Record extracts =>
______________________________

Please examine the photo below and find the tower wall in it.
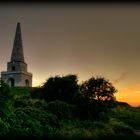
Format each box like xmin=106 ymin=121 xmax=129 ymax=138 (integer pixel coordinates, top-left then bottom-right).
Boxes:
xmin=1 ymin=72 xmax=32 ymax=87
xmin=1 ymin=23 xmax=32 ymax=87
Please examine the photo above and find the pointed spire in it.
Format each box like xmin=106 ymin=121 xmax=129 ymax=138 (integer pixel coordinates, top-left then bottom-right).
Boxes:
xmin=11 ymin=22 xmax=24 ymax=62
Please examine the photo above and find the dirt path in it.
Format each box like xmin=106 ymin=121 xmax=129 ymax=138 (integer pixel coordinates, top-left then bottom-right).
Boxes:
xmin=134 ymin=130 xmax=140 ymax=137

______________________________

Exercise =>
Quote the records above word for word, omitting the picture.

Exercise response =>
Please examine the photo below and find the tower wall in it.
Format each box like xmin=106 ymin=121 xmax=129 ymax=138 (integer pixel coordinates, top-left then bottom-right).
Boxes:
xmin=1 ymin=72 xmax=32 ymax=87
xmin=1 ymin=23 xmax=32 ymax=87
Please examine the photo above and find the pointed spire in it.
Format each box like xmin=106 ymin=121 xmax=129 ymax=138 (integer pixel coordinates, top-left then bottom-right).
Boxes:
xmin=11 ymin=22 xmax=24 ymax=62
Please examine the photo above and find the dirt path in it.
Format each box like xmin=106 ymin=121 xmax=129 ymax=138 (integer pixel coordinates, top-left then bottom-right).
Boxes:
xmin=134 ymin=130 xmax=140 ymax=137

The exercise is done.